■ **Stored data entries**:

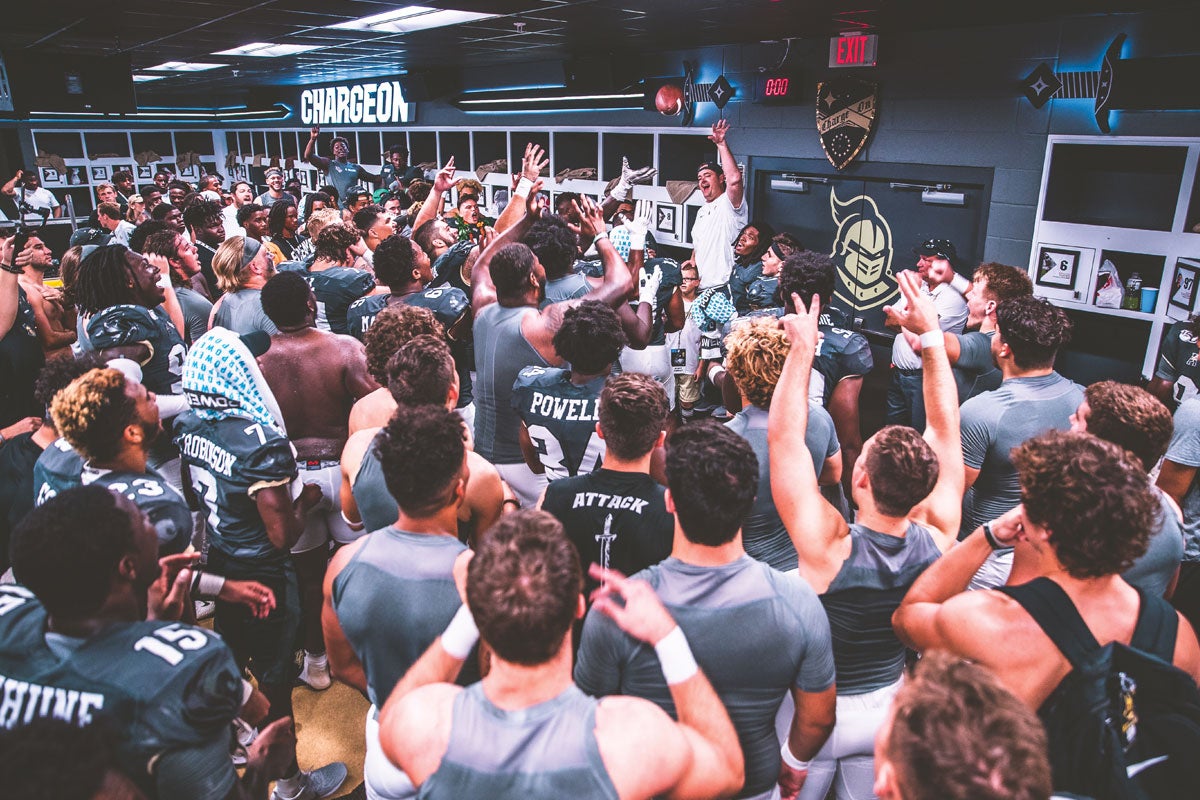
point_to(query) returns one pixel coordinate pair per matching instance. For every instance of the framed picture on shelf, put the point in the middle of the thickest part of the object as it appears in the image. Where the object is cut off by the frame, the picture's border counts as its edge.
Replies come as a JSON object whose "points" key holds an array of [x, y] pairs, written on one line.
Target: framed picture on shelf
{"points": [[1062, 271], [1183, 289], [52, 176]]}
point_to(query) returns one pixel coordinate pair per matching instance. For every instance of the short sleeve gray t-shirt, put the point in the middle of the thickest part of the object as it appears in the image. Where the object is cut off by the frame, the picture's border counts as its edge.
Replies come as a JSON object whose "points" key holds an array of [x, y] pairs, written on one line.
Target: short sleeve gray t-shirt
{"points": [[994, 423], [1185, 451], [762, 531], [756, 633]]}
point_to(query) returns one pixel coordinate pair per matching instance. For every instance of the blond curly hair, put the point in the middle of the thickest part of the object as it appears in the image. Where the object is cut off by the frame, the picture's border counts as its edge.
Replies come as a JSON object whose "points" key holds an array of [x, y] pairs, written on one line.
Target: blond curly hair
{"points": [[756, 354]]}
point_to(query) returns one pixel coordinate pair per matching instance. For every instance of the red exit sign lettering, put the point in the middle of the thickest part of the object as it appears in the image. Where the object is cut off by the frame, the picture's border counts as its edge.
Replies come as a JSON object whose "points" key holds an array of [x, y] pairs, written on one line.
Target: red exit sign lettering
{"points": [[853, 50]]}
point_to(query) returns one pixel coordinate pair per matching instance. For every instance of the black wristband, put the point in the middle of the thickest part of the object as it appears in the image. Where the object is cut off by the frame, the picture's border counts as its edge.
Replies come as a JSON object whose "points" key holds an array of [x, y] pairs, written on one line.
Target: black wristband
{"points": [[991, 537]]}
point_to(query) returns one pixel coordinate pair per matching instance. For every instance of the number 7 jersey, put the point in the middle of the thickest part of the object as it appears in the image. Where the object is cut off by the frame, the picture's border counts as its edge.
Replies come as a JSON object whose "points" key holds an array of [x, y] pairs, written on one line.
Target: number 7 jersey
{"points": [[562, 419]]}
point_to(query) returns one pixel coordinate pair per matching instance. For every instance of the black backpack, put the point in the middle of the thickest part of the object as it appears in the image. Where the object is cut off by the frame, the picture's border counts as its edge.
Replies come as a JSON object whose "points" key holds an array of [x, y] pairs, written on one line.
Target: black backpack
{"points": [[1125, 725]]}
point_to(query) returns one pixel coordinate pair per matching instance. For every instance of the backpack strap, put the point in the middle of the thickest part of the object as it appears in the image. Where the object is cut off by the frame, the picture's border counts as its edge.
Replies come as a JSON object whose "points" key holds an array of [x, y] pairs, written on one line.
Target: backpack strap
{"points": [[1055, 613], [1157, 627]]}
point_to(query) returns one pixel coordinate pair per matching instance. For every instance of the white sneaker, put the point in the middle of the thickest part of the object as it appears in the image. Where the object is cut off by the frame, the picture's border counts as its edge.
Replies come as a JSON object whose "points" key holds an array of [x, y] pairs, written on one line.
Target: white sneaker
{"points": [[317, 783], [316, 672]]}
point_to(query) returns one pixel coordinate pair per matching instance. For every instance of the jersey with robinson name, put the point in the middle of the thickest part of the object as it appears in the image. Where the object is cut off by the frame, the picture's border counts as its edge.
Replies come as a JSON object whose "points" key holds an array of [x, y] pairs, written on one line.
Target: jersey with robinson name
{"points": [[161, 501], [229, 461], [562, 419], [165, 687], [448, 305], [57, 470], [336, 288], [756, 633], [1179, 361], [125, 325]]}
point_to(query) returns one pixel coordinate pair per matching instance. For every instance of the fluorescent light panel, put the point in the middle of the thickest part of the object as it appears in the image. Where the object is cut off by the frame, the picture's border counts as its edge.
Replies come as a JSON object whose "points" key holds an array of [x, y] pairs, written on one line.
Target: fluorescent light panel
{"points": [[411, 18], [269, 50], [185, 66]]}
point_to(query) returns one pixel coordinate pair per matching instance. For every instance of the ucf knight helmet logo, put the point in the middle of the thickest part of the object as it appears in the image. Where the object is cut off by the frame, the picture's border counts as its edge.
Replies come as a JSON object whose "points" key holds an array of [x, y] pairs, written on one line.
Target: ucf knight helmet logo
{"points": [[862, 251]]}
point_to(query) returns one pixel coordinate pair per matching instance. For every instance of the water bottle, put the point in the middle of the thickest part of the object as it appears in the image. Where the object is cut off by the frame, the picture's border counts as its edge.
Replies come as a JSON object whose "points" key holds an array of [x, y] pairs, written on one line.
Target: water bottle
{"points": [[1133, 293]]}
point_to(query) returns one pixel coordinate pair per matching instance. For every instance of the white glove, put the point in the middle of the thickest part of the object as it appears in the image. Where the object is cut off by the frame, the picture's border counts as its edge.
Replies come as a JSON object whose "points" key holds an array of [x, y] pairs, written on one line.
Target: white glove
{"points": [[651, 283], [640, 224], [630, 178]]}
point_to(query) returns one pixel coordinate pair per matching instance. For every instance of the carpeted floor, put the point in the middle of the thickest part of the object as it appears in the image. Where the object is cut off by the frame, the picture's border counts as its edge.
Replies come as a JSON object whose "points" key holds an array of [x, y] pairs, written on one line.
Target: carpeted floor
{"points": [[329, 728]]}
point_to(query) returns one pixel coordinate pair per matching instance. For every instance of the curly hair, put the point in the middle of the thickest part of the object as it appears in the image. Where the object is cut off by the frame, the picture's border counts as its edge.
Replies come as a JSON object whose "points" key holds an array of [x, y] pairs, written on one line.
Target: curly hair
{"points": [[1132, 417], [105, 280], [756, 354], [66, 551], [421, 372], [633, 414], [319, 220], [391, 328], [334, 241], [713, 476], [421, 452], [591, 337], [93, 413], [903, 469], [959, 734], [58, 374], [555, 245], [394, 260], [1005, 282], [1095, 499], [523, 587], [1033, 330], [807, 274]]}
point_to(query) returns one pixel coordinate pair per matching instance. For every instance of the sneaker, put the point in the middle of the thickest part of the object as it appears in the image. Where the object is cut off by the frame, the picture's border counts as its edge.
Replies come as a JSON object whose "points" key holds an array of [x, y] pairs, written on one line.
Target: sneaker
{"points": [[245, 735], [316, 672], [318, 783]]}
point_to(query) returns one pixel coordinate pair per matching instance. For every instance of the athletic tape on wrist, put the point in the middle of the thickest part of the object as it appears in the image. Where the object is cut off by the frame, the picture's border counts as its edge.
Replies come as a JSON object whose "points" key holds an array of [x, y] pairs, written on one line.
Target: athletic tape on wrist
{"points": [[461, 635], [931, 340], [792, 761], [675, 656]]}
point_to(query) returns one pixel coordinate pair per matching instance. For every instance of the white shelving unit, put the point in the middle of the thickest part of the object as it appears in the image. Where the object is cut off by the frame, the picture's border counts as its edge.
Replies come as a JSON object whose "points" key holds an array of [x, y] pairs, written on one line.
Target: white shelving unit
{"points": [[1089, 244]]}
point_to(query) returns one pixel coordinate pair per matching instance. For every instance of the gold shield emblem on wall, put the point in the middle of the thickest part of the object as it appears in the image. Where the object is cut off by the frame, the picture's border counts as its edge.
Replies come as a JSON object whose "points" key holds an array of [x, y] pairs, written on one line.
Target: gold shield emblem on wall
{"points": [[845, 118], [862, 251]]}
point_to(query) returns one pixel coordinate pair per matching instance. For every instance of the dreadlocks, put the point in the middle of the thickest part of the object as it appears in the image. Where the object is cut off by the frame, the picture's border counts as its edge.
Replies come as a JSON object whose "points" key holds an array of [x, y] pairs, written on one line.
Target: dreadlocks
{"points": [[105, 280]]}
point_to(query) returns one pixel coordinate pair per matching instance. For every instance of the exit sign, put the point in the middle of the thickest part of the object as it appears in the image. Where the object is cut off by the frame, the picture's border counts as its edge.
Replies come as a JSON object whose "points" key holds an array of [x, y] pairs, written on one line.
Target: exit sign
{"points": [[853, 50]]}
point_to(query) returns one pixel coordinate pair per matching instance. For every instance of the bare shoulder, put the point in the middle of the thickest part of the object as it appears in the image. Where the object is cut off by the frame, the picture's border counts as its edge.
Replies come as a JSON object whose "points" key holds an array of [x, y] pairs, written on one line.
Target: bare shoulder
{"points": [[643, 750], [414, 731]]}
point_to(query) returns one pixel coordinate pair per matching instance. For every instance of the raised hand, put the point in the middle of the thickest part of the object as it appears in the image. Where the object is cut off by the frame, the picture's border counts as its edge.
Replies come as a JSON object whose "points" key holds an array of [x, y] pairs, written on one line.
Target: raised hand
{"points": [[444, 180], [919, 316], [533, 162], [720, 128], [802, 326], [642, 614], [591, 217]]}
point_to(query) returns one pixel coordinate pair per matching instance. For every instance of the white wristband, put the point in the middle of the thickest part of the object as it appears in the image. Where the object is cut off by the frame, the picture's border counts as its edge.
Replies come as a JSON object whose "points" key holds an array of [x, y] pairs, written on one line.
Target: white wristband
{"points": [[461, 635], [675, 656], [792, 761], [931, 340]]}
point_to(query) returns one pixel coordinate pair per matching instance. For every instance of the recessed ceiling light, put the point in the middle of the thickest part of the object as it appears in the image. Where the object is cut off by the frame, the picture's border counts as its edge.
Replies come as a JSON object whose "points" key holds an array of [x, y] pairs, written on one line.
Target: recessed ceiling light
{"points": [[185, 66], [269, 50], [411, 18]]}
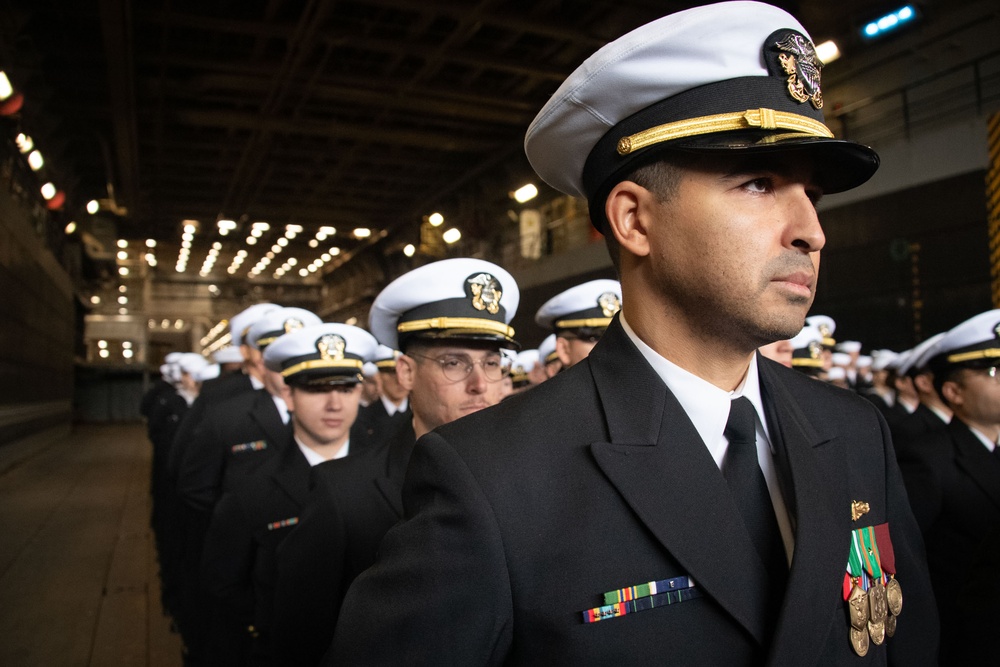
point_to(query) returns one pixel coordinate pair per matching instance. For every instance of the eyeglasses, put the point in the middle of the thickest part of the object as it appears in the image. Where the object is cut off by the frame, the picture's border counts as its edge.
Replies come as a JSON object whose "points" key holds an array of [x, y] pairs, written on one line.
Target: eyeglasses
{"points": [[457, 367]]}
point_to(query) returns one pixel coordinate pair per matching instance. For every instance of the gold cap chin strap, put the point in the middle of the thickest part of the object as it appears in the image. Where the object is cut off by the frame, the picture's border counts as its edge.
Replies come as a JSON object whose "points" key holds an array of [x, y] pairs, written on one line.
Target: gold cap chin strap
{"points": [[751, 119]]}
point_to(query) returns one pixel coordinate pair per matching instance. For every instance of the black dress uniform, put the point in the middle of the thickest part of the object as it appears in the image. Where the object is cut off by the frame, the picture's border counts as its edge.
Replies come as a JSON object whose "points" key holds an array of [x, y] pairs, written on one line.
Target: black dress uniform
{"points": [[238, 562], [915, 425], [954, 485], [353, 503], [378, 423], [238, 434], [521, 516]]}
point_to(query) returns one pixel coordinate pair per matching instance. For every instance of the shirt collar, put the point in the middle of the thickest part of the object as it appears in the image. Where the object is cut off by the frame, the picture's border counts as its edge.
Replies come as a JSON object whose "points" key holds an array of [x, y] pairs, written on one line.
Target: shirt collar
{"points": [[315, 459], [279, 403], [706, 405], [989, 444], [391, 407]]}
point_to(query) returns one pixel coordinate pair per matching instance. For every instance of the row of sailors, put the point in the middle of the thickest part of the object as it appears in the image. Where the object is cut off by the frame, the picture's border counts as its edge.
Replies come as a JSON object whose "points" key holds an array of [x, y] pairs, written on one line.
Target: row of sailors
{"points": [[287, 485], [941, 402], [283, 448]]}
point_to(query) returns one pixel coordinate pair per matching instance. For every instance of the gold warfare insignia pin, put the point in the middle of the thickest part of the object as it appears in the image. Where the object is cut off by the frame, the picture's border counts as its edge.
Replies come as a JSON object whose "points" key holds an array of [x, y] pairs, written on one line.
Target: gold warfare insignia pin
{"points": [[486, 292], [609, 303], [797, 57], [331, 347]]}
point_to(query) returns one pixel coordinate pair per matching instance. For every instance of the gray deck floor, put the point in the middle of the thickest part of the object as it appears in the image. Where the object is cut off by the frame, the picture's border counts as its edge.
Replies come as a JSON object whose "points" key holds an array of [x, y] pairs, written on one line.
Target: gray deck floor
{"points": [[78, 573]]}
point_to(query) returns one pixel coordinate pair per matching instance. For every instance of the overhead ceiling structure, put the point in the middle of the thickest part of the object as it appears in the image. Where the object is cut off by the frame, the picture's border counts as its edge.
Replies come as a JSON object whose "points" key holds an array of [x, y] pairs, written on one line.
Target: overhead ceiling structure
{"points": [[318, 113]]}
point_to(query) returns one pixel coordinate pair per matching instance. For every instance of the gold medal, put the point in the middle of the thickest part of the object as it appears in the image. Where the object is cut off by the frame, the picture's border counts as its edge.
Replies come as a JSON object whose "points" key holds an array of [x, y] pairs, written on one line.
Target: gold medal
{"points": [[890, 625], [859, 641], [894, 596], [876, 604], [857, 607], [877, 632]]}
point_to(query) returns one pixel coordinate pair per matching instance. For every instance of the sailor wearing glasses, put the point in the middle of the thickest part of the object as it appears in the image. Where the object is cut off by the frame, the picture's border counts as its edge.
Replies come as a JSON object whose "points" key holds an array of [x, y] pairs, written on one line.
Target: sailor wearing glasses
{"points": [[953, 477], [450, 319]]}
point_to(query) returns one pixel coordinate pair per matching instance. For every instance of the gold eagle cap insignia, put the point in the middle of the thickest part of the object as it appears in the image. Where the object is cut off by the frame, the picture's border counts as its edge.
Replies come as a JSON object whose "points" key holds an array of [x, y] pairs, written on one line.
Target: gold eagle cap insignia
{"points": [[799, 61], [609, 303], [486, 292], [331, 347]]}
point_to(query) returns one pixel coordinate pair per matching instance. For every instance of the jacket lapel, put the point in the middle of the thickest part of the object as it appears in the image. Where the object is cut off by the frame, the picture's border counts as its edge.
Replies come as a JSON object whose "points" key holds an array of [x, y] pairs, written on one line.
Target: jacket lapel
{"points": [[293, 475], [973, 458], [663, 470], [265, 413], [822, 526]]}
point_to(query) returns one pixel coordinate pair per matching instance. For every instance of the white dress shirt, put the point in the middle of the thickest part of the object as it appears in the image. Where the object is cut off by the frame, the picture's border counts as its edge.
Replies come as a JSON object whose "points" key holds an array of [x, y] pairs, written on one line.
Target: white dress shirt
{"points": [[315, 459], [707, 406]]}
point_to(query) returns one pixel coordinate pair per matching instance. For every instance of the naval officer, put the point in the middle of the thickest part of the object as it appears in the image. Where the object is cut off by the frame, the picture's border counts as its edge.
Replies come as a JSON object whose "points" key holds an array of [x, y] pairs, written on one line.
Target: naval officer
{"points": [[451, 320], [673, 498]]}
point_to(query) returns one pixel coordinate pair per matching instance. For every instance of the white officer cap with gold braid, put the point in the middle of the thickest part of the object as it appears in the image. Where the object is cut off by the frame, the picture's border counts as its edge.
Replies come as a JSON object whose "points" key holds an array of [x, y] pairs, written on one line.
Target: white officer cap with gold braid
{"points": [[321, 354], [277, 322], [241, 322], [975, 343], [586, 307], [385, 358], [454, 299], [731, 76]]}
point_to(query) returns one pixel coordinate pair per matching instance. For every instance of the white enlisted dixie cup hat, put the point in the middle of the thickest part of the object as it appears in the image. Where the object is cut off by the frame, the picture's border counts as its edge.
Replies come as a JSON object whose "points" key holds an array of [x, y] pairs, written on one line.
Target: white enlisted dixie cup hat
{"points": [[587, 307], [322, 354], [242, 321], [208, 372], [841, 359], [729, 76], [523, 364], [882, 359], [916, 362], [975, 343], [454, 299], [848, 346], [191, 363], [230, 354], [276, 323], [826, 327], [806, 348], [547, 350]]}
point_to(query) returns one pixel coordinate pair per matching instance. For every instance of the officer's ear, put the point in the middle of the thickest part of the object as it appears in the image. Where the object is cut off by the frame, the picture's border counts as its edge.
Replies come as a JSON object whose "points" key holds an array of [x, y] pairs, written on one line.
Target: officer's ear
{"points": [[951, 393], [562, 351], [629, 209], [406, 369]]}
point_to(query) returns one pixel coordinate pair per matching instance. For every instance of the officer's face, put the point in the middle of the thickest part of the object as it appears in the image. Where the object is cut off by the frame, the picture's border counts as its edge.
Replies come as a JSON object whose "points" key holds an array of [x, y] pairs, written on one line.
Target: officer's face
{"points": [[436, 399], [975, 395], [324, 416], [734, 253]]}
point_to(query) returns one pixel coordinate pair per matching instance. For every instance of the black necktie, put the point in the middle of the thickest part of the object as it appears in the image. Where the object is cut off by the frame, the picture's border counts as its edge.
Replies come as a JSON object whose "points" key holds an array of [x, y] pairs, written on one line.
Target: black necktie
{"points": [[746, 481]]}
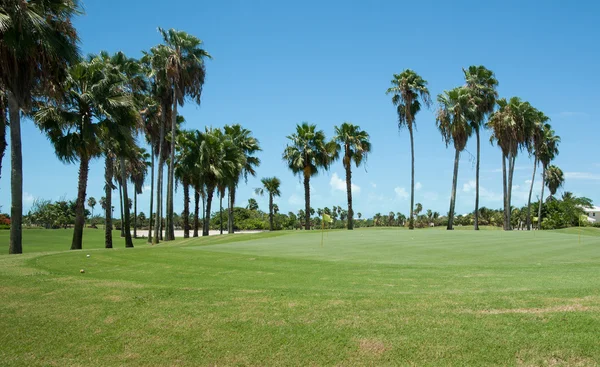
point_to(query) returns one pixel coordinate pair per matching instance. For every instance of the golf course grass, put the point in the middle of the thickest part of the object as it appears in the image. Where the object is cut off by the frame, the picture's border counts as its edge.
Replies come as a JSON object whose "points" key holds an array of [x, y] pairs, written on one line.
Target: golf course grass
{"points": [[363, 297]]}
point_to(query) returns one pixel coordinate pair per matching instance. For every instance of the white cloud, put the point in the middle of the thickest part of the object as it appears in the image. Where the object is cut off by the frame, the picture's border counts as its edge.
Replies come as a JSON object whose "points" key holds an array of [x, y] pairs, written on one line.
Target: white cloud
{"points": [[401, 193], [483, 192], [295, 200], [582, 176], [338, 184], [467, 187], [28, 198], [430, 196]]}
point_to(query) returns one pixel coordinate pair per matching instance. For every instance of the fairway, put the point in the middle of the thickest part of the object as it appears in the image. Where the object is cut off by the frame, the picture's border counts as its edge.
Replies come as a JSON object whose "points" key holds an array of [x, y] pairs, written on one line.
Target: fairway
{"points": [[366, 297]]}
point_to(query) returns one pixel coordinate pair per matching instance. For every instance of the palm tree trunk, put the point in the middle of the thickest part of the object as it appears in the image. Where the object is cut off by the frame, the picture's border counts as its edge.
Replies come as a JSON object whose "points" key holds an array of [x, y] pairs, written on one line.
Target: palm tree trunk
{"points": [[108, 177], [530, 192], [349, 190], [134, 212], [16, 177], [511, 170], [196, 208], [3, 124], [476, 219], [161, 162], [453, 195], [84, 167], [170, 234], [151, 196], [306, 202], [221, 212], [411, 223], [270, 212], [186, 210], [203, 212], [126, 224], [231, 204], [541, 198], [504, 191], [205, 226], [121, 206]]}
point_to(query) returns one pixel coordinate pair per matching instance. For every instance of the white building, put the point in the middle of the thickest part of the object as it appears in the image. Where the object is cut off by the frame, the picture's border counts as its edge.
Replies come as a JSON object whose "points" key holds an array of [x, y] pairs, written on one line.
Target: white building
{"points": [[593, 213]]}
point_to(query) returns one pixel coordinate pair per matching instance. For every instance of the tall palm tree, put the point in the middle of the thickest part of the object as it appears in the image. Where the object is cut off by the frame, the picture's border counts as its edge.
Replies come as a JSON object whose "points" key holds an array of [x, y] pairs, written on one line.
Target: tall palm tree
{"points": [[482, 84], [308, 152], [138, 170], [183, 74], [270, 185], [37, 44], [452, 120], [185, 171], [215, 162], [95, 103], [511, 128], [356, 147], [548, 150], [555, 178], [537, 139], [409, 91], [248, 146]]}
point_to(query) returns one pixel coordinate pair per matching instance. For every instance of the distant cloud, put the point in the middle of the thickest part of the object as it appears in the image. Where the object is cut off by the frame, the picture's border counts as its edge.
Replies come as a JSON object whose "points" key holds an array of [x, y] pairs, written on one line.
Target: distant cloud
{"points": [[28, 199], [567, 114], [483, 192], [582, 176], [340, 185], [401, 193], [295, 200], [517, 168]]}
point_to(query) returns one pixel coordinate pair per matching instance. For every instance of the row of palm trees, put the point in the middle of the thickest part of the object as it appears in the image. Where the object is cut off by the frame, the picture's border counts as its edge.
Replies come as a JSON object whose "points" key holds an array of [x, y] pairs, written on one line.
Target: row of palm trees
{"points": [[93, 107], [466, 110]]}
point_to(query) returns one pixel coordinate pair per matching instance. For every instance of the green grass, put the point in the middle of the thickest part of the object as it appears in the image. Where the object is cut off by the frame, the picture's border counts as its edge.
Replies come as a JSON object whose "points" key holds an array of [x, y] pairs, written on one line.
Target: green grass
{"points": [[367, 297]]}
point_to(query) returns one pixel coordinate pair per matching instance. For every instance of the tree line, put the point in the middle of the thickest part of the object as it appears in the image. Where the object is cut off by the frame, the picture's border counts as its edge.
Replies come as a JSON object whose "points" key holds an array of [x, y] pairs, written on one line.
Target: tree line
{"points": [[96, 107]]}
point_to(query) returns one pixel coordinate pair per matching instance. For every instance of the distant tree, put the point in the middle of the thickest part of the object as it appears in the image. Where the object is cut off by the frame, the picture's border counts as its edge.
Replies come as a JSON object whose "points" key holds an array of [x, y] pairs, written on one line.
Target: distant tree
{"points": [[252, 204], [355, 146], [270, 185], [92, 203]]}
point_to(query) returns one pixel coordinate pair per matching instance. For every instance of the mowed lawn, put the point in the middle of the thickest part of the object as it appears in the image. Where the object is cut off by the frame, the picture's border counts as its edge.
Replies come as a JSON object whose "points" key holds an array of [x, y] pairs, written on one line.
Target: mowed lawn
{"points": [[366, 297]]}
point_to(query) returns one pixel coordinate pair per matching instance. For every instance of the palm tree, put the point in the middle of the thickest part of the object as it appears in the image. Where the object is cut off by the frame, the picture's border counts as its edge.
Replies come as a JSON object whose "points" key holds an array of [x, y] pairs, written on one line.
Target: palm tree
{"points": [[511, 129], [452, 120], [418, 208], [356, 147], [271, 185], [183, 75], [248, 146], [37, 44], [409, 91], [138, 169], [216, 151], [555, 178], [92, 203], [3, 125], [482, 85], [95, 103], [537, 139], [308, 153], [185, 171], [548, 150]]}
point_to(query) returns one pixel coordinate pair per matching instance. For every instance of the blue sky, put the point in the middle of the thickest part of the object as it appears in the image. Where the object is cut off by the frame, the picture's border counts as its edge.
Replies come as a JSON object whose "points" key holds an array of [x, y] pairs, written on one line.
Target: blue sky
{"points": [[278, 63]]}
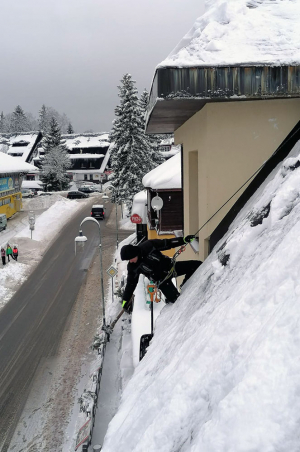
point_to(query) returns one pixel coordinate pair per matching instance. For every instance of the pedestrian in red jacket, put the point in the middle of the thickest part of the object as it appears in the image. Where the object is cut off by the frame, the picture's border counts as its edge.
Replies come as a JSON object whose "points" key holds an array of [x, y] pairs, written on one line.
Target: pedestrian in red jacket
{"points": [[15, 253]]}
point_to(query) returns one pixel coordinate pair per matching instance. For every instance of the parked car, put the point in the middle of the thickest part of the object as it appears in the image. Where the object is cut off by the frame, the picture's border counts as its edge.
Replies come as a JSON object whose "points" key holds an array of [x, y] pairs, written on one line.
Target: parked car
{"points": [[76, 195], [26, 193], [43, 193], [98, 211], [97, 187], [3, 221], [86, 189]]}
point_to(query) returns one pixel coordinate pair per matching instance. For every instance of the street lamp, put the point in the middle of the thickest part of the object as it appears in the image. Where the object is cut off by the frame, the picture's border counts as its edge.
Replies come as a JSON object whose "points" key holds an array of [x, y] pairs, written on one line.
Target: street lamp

■ **What is required**: Find the line with "of the street" in the listing above, then write out that line and each remaining line exactly, with no other text.

■ **Exercise output**:
point_to(query) returns one pixel coordinate pair per matching instance. For every instance of the street lamp, put the point in the middle of the thickest part of the object as it appears in the image. Where the object is cut off by the frame, the picture's border counts as its edge.
Replies come as a JSON object whose "points" key holds an array of [x, y] pairs, written on one line.
Target: street lamp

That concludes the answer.